PROVIDED RECORDS
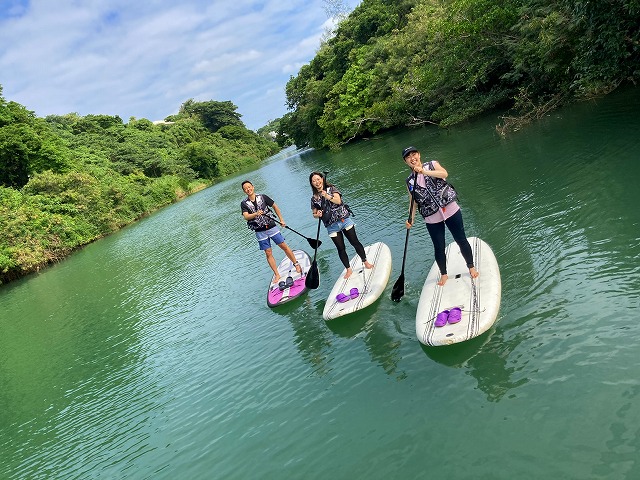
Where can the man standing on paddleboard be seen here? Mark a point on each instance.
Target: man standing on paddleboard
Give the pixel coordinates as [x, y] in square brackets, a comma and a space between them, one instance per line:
[255, 210]
[436, 200]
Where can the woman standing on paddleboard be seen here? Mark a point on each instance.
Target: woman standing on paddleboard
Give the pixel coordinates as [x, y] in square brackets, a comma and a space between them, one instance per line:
[255, 210]
[436, 200]
[326, 203]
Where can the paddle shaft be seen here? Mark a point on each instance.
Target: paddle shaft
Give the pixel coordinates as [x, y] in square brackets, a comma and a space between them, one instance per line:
[313, 277]
[397, 291]
[313, 243]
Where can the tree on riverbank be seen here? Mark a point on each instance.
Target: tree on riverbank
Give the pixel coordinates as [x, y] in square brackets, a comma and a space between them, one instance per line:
[409, 62]
[67, 180]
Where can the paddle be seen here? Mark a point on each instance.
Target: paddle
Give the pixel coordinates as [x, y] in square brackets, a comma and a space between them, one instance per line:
[397, 292]
[313, 276]
[313, 243]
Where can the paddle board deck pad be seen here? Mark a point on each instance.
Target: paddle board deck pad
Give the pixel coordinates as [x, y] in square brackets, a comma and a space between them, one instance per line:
[369, 282]
[296, 286]
[479, 298]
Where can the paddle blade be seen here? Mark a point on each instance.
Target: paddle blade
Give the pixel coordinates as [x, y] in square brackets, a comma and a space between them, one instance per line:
[397, 292]
[313, 243]
[313, 276]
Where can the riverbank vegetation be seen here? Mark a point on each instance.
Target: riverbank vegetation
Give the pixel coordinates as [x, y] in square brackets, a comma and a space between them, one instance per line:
[397, 63]
[68, 180]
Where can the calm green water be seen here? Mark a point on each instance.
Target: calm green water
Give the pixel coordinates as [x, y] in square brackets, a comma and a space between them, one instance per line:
[152, 353]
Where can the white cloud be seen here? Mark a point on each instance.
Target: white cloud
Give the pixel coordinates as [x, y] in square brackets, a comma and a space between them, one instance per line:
[144, 59]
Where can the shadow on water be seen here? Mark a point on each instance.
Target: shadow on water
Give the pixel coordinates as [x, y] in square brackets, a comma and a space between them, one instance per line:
[485, 358]
[369, 325]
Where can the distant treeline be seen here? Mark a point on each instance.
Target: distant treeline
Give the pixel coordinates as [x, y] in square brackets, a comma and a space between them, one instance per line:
[409, 62]
[68, 180]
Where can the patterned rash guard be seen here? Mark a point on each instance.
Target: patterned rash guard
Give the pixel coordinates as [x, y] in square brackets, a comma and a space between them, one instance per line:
[432, 194]
[331, 213]
[263, 222]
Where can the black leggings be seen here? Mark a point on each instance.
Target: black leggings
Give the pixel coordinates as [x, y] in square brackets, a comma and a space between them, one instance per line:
[353, 240]
[456, 227]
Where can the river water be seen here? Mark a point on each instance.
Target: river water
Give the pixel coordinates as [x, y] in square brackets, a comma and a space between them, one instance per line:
[152, 353]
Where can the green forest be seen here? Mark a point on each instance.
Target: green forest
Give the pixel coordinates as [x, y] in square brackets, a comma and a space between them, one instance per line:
[68, 180]
[398, 63]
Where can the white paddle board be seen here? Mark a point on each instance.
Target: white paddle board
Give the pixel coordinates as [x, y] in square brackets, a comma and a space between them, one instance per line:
[293, 281]
[479, 298]
[369, 282]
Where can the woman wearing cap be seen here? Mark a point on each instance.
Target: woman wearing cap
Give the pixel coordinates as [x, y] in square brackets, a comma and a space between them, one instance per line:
[437, 202]
[326, 203]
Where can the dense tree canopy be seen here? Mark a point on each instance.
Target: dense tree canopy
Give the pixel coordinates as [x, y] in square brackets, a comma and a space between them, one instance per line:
[66, 180]
[408, 62]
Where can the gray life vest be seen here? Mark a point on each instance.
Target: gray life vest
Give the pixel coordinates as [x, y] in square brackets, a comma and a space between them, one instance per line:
[262, 222]
[436, 193]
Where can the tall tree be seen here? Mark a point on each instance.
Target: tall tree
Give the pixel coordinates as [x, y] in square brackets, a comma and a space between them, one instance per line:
[213, 115]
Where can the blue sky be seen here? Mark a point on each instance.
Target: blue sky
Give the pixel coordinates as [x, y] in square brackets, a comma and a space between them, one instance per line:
[144, 58]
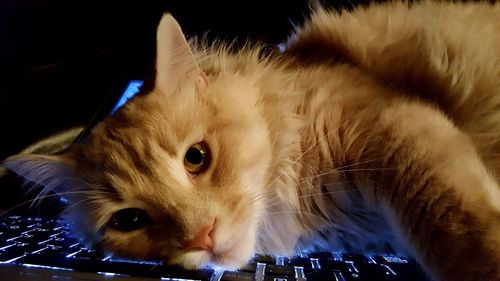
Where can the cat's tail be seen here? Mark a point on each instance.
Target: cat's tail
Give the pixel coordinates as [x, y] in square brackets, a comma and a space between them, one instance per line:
[445, 53]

WHAT YOU ARE ASKED TO DO
Without the pictures, print the records in full, exactly as they appear.

EXERCISE ANSWER
Where can the man standing on paddleboard be seen here? Mark a point on each instance.
Target: man standing on paddleboard
Give the pixel coordinates as [x, y] in square brackets, a comma and a space between them, one instance per line:
[255, 210]
[436, 200]
Where can the woman standing on paddleboard be seen here? Mark a point on each instance.
Target: woman standing on paddleboard
Give the pixel coordinates as [x, y] in square brackets, a comma and a space between them, one instance per line:
[255, 210]
[436, 200]
[326, 203]
Where can the paddle shaft be seen here? Mark a point on each instance.
Target: paddle shaft
Give the pixel coordinates as [x, y] in square brackets, a comma and a space between them, one instance per line:
[313, 277]
[397, 291]
[313, 243]
Where can the tree on riverbank be seen here? Mark a point on each instance.
Target: tree on riverbank
Give the pixel coordinates as [x, y] in square brackets, a comma and a space between them, one instance per line:
[409, 62]
[67, 180]
Where can the paddle be seen here? Mark a point on each instance.
Target: paddle
Give the pixel coordinates as [x, y] in square brackets, a comma and a space between them, one instance per line:
[397, 292]
[313, 276]
[313, 243]
Where can the paddle board deck pad be seen here? Mark a point on each instance.
Target: paddle board deck pad
Give the pixel coordinates as [x, y] in square brackets, a comma and a space between them, one instance per line:
[369, 282]
[296, 286]
[479, 298]
Where can the paddle blade be seen here? Mark a point on each instance.
Target: paddle blade
Give the pixel coordinates as [x, y] in square brackets, a comma and a space between them, one instance per line:
[397, 292]
[313, 243]
[313, 276]
Where can the riverbank vegetation be seen here? Mark a point on each instance.
Target: riverbank vegetation
Give the pixel coordinates as [x, y] in square brackets, a comma and a space between them, one instance per line:
[397, 63]
[68, 180]
Where can the calm green water be seen here? Mark a point on each instance.
Target: calm green water
Give the pixel coordinates as [x, y] in square brackets, a comma and a space between them, one instance per line:
[152, 353]
Where can the white cloud be seen here? Mark a point on each instance.
Target: white cloud
Give the pixel coordinates as [x, y] in square brackets, a comma and a space between them, one instance per line:
[144, 59]
Where can the shadow on water be seen here? Mark a point on each instance.
Target: shadow on water
Give the pixel coordinates as [x, y] in square brackets, a comma and a space between them, one instance per line:
[485, 358]
[369, 325]
Where can the distant treeline be seen here? Mark a point on each instance.
Target: distant treeline
Give the pixel coordinates as [x, y] in square brackets, a comma and a space between them, one instance per line:
[409, 62]
[68, 180]
Where can the patterned rash guard be seen here? Mark a point on each instance.
Target: patterned rash guard
Give the pixel coordinates as [x, y] in square brackets, a comma and a space between them, one instance per line:
[432, 194]
[331, 213]
[263, 222]
Where can the black leggings be seen here? Mark a point on each instance.
Target: black leggings
Give the pixel coordinates as [x, y] in square brackets, a comma and a space between them, one instance per line:
[353, 240]
[456, 227]
Where can the river water be seen here? Mark a point on each instance.
Target: river water
Give the pixel coordinates as [x, y] in square brackets, a comma and a space between them, one instance per line:
[152, 353]
Where can the green forest be seen here? Mark a point on each instance.
Target: green forest
Give the pixel coordinates as [x, y] in square brackets, a comma and a space between them, one instance per line:
[68, 180]
[398, 63]
Where can the white paddle board be seen here? Mark a point on each instance.
Target: white paddle board
Give the pixel coordinates as [x, y] in square brackets, a comma and a space between them, one instance per line:
[293, 281]
[479, 298]
[369, 282]
Where can the woman wearing cap be seen here? Mark a point on each instance.
Target: woman wearing cap
Give the pixel coordinates as [x, y] in square brackets, a comma and a space between them, one instance per line:
[437, 202]
[326, 203]
Where can the dense tree canopy be seen here? Mark a point on each instance.
Target: dense tree canopy
Give the pixel coordinates as [x, y] in square brackets, a comma and a space between them, one instance per line:
[66, 180]
[408, 62]
Where can the gray life vest be seen here? Mark a point on each instance.
Target: gray life vest
Give the pixel coordinates as [x, y] in square brackets, a comma and a space between them, one instance per line:
[262, 222]
[436, 193]
Where can the tall tree be seen here? Mark a point on each instance.
Target: tall tree
Give the pixel coordinates as [x, y] in square brackets, a comma and a space between them, one instance per line:
[213, 115]
Where can the blue sky be seen here? Mark a point on each instance.
Target: blue sky
Give the pixel coordinates as [x, y] in square brackets, a comma and a space between them, one instance per line:
[144, 58]
Where can the cat's tail be seen here? Mark a point on each instance.
Target: cat's tail
Give the pixel coordinates as [x, y] in square brackets, a comma and a space between them, one instance per line:
[445, 53]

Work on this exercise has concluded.